**What you have to do:**
Transcribe exactly the line that contains "Mark the orange" and every line below it in the listing, through the last, and no other lines.
*** Exercise data ***
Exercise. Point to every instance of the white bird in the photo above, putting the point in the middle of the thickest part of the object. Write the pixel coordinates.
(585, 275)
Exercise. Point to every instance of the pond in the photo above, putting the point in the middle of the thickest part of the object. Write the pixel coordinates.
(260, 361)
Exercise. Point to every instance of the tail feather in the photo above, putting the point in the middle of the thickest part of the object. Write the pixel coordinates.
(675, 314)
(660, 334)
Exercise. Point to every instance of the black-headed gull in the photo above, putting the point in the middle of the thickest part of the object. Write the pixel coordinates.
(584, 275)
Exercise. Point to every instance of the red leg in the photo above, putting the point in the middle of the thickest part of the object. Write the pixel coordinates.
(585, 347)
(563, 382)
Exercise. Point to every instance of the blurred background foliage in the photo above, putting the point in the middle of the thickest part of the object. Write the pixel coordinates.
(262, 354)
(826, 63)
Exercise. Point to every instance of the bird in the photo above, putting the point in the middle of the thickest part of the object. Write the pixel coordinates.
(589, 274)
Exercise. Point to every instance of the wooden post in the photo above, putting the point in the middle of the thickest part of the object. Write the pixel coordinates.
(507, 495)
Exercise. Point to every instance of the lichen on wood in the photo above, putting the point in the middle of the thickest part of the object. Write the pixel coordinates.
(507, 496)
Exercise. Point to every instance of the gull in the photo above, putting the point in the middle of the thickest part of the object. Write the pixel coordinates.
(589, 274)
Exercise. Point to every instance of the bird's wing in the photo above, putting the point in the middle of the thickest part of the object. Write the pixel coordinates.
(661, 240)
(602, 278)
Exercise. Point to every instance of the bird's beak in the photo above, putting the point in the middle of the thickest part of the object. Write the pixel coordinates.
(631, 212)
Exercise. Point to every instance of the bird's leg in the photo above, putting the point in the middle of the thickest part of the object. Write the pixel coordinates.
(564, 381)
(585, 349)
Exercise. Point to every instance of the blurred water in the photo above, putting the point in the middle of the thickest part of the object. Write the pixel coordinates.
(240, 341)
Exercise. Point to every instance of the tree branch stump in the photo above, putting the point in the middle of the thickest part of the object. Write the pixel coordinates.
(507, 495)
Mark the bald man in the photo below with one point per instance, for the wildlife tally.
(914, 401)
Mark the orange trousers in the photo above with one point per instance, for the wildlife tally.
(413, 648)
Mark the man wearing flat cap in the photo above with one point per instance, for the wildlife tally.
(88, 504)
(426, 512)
***
**Answer for the task:**
Mark the orange trousers in the photo above with one point per instance, for the wildlife tally.
(413, 648)
Mark the man wearing flat cap in the photo above with one point per instance, for the wildlife tally.
(88, 504)
(426, 512)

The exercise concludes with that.